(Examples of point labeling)
____

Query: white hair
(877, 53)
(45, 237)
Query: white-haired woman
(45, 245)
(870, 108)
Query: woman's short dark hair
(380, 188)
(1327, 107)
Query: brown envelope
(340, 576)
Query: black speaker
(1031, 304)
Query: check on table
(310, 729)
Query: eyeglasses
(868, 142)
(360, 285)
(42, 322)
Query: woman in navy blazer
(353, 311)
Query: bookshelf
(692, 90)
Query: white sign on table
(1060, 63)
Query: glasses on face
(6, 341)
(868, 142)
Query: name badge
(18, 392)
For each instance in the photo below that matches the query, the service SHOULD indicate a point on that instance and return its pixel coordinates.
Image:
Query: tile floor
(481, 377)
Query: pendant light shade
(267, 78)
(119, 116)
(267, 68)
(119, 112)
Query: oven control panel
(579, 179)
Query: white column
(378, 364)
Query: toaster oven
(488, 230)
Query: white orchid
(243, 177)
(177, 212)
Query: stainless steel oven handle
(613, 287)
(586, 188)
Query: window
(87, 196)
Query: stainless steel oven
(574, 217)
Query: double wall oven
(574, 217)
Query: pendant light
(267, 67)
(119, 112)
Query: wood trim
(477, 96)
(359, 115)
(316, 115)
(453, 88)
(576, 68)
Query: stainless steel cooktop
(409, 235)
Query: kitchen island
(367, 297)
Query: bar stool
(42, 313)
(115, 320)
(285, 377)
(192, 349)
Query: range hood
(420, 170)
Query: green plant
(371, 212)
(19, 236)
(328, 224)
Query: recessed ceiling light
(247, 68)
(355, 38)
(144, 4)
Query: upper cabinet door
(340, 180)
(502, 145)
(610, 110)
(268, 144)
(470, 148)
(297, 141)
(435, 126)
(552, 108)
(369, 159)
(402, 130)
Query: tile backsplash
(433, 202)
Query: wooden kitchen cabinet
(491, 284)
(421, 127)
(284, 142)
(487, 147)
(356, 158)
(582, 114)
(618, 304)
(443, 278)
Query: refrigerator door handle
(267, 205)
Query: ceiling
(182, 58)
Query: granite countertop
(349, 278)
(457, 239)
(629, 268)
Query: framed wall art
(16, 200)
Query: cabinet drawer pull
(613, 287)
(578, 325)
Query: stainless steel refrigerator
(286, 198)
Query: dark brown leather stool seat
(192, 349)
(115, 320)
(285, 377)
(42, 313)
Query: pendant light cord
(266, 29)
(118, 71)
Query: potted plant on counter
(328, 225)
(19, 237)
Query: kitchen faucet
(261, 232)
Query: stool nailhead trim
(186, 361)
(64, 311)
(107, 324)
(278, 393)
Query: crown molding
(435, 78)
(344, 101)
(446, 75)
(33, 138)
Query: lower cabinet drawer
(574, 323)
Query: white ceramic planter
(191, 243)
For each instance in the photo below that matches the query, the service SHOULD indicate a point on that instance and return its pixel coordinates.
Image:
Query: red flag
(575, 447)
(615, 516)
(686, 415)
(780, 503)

____

**EXERCISE AIM**
Starting at the line that contains "Query: bar stool" and ending with the last line above, recast those lines as a JSON list of strings with one string per line, leaving out any blank lines.

**RESULT OF THE TASK**
[
  "Query: bar stool",
  "(42, 313)",
  "(115, 320)",
  "(285, 377)",
  "(192, 349)",
  "Query: range hood",
  "(420, 170)",
  "Query: green plant",
  "(371, 212)",
  "(19, 236)",
  "(328, 224)",
  "Query: recessed ceiling light",
  "(247, 68)",
  "(355, 38)",
  "(144, 4)",
  "Query: upper cabinet door",
  "(340, 180)",
  "(502, 145)",
  "(610, 110)",
  "(268, 144)",
  "(470, 148)",
  "(297, 141)",
  "(435, 126)",
  "(552, 108)",
  "(369, 159)",
  "(402, 130)",
  "Query: tile backsplash",
  "(433, 202)",
  "Query: wooden kitchen cabinet",
  "(491, 284)",
  "(421, 127)",
  "(284, 142)",
  "(487, 147)",
  "(356, 158)",
  "(582, 114)",
  "(618, 304)",
  "(443, 278)",
  "Query: refrigerator door handle",
  "(267, 205)",
  "Query: ceiling",
  "(182, 58)",
  "Query: granite countertop",
  "(349, 278)",
  "(457, 239)",
  "(629, 268)",
  "Query: framed wall art",
  "(16, 200)",
  "Query: cabinet drawer pull",
  "(613, 287)",
  "(578, 325)",
  "Query: stainless steel refrigerator",
  "(286, 198)",
  "Query: dark brown leather stool seat",
  "(192, 349)",
  "(115, 320)",
  "(285, 377)",
  "(42, 313)",
  "Query: pendant light cord",
  "(266, 29)",
  "(118, 71)",
  "Query: potted plant on counter",
  "(328, 225)",
  "(19, 237)",
  "Query: kitchen faucet",
  "(261, 232)",
  "Query: stool nailhead trim",
  "(186, 361)",
  "(64, 311)",
  "(107, 324)",
  "(278, 393)",
  "Query: crown molding",
  "(435, 78)",
  "(344, 101)",
  "(446, 75)",
  "(33, 138)",
  "Query: lower cabinet drawer",
  "(574, 323)",
  "Query: white ceramic planter",
  "(191, 243)",
  "For each instance in the photo below that matches the query, the service SHOULD indicate a point on that instance and return its pixel coordinates.",
  "Image:",
  "Query: red flag",
  "(575, 447)",
  "(615, 516)",
  "(686, 415)",
  "(780, 503)"
]